=== Document section ===
Black Holes and Complexity Classes

TL;DR

The paper investigates whether the complexity of universal quantum circuits grows linearly in time up to an exponential maximum and how this relates to black hole interior growth in AdS/CFT. It builds a bridge between gravitational conjectures about ERB growth and quantum complexity class separations, formalizing this through the Weak Complexity Hypothesis (WCH) and the Stronger SerCH. The main results show that WCH is equivalent to PSPACE not being contained in BQP/poly, and SerCH is equivalent to PSPACE not in BQSUBEXP/subexp, thereby linking physical limits of gravity to fundamental limits on quantum computation. Although a complete proof remains elusive, the work highlights a profound interplay between high-energy physics and computational complexity with potential implications for both fields.

=== Data for the task ===
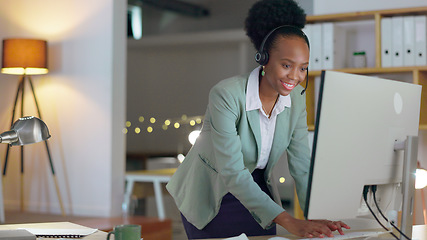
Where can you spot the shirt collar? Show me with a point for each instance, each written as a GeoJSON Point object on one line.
{"type": "Point", "coordinates": [253, 101]}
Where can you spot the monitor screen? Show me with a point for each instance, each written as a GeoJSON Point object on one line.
{"type": "Point", "coordinates": [359, 119]}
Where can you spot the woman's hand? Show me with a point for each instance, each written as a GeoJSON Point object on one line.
{"type": "Point", "coordinates": [309, 228]}
{"type": "Point", "coordinates": [333, 225]}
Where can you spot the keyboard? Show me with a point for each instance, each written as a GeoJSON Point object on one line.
{"type": "Point", "coordinates": [337, 236]}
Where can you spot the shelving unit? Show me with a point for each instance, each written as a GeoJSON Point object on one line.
{"type": "Point", "coordinates": [419, 73]}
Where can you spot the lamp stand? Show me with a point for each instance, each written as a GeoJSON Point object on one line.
{"type": "Point", "coordinates": [21, 88]}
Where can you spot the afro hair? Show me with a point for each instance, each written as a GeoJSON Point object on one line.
{"type": "Point", "coordinates": [266, 15]}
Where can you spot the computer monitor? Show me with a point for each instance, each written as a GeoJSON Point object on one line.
{"type": "Point", "coordinates": [359, 120]}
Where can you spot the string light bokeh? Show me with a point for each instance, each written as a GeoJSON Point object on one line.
{"type": "Point", "coordinates": [153, 125]}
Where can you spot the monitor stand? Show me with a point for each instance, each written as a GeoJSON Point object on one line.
{"type": "Point", "coordinates": [410, 148]}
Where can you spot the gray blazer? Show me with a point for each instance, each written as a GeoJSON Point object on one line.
{"type": "Point", "coordinates": [226, 153]}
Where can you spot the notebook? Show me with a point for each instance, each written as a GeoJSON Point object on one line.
{"type": "Point", "coordinates": [61, 233]}
{"type": "Point", "coordinates": [16, 234]}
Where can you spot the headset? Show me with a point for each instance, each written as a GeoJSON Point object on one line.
{"type": "Point", "coordinates": [261, 56]}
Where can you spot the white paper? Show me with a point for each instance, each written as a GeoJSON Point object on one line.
{"type": "Point", "coordinates": [61, 232]}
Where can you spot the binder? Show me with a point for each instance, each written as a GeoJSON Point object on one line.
{"type": "Point", "coordinates": [316, 46]}
{"type": "Point", "coordinates": [420, 40]}
{"type": "Point", "coordinates": [333, 46]}
{"type": "Point", "coordinates": [397, 41]}
{"type": "Point", "coordinates": [308, 32]}
{"type": "Point", "coordinates": [408, 40]}
{"type": "Point", "coordinates": [386, 37]}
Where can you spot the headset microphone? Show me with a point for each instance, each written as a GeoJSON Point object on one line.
{"type": "Point", "coordinates": [306, 84]}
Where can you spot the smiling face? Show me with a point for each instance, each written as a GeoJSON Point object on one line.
{"type": "Point", "coordinates": [286, 67]}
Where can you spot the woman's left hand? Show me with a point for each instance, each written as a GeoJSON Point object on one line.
{"type": "Point", "coordinates": [333, 225]}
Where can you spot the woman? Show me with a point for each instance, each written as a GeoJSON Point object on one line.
{"type": "Point", "coordinates": [224, 187]}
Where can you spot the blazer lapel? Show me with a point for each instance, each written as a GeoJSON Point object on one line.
{"type": "Point", "coordinates": [280, 136]}
{"type": "Point", "coordinates": [253, 119]}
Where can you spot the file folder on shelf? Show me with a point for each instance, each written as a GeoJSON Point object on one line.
{"type": "Point", "coordinates": [397, 41]}
{"type": "Point", "coordinates": [333, 46]}
{"type": "Point", "coordinates": [408, 41]}
{"type": "Point", "coordinates": [386, 37]}
{"type": "Point", "coordinates": [316, 46]}
{"type": "Point", "coordinates": [420, 40]}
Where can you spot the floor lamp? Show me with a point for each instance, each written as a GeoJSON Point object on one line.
{"type": "Point", "coordinates": [26, 57]}
{"type": "Point", "coordinates": [25, 131]}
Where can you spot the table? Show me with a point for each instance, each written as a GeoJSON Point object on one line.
{"type": "Point", "coordinates": [99, 235]}
{"type": "Point", "coordinates": [419, 232]}
{"type": "Point", "coordinates": [151, 228]}
{"type": "Point", "coordinates": [157, 177]}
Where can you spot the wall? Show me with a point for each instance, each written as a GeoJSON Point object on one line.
{"type": "Point", "coordinates": [82, 100]}
{"type": "Point", "coordinates": [210, 49]}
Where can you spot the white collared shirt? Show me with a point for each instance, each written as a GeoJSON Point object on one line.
{"type": "Point", "coordinates": [267, 125]}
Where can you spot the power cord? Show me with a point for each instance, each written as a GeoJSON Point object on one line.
{"type": "Point", "coordinates": [374, 190]}
{"type": "Point", "coordinates": [365, 197]}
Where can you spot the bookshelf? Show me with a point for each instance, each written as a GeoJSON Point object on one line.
{"type": "Point", "coordinates": [418, 73]}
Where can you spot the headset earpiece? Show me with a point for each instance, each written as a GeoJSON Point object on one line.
{"type": "Point", "coordinates": [261, 58]}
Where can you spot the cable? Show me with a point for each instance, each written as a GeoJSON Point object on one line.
{"type": "Point", "coordinates": [365, 197]}
{"type": "Point", "coordinates": [374, 190]}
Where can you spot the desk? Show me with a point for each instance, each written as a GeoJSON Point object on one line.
{"type": "Point", "coordinates": [154, 176]}
{"type": "Point", "coordinates": [419, 232]}
{"type": "Point", "coordinates": [99, 235]}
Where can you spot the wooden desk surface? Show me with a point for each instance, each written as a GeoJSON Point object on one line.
{"type": "Point", "coordinates": [98, 235]}
{"type": "Point", "coordinates": [419, 232]}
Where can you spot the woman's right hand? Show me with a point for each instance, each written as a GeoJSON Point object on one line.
{"type": "Point", "coordinates": [306, 228]}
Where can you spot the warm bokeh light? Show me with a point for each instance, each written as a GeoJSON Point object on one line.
{"type": "Point", "coordinates": [150, 129]}
{"type": "Point", "coordinates": [137, 130]}
{"type": "Point", "coordinates": [180, 157]}
{"type": "Point", "coordinates": [192, 137]}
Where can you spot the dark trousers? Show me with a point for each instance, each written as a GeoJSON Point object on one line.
{"type": "Point", "coordinates": [232, 219]}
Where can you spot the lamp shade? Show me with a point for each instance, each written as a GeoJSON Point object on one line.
{"type": "Point", "coordinates": [24, 56]}
{"type": "Point", "coordinates": [26, 130]}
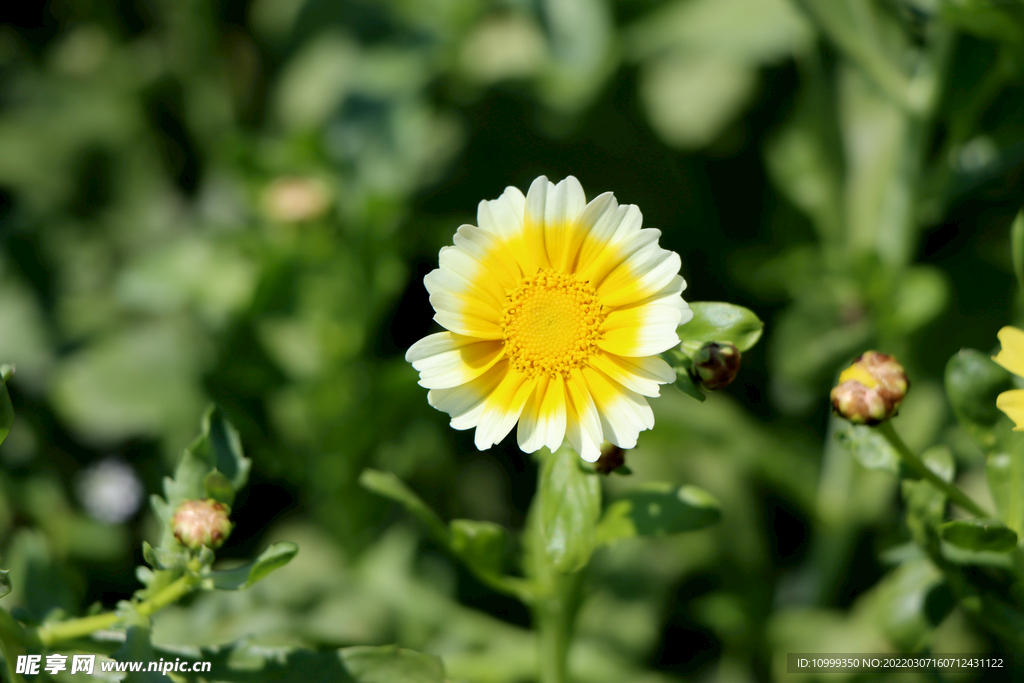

=== Task instructions ===
**1)** Answer these questions about the black hole complexity summary:
(a) Up to what maximum does the paper ask whether the complexity of universal quantum circuits grows linearly in time?
(b) What does the abbreviation WCH stand for?
(c) What is SerCH shown to be equivalent to?
**2)** Find every line of the records that contains the word "hand" and copy each one; case counts.
The text and the records come from unrelated sources.

=== Task solutions ===
**1)**
(a) An exponential maximum.
(b) Weak Complexity Hypothesis.
(c) PSPACE not in BQSUBEXP/subexp.

**2)**
Where can you spot the woman's hand? Show me with a point for each instance, each written as a GeoJSON Point object on one line.
Where can you spot the woman's left hand? Show me with a point for each instance, each written as a GeoJSON Point object on one line.
Where can you spot the woman's right hand? Show me with a point for each instance, each written as a GeoJSON Point object on one line.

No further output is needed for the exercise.